-- START OF Input rows --
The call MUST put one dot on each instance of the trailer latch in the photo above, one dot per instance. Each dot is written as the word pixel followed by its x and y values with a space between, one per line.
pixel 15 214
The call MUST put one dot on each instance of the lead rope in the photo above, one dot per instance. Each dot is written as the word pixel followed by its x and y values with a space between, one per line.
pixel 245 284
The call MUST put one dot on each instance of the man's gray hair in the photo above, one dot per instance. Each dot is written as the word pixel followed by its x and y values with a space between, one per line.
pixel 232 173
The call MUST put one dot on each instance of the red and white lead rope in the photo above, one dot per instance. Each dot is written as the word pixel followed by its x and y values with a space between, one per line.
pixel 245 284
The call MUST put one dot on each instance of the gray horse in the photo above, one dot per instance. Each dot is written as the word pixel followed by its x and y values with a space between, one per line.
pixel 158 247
-- END OF Input rows --
• _Work to complete_
Copy out all the records above, replacing "dot" with "point" wherever it appears and leaving everything else unchanged.

• _Solution to this task_
The call MUST put one point on each instance of the trailer latch in the photo above, one point per instance. Each point is written as the word pixel followed by its x and y values with a space between, one per line.
pixel 15 214
The call MUST put one point on each instance of the lead rope in the photo above, one point per instance. Each point is written as the word pixel followed by its x and y values with a space between, one per line.
pixel 245 284
The call MUST put one point on each instance of the man's gray hair in the photo above, one point per instance. Each point is written as the word pixel followed by its x and y values with a space between, one per line.
pixel 232 173
The call MUST put one point on each instance of the red and white lead rope in the photo above, one point per instance. Each point is written as the word pixel followed by its x and y values with a space between, one per line.
pixel 245 284
The call MUST put one point on each instance of the gray horse in the photo above, one point per instance. Each point is written as the word pixel followed by its x and y values with a space between, one per line.
pixel 158 247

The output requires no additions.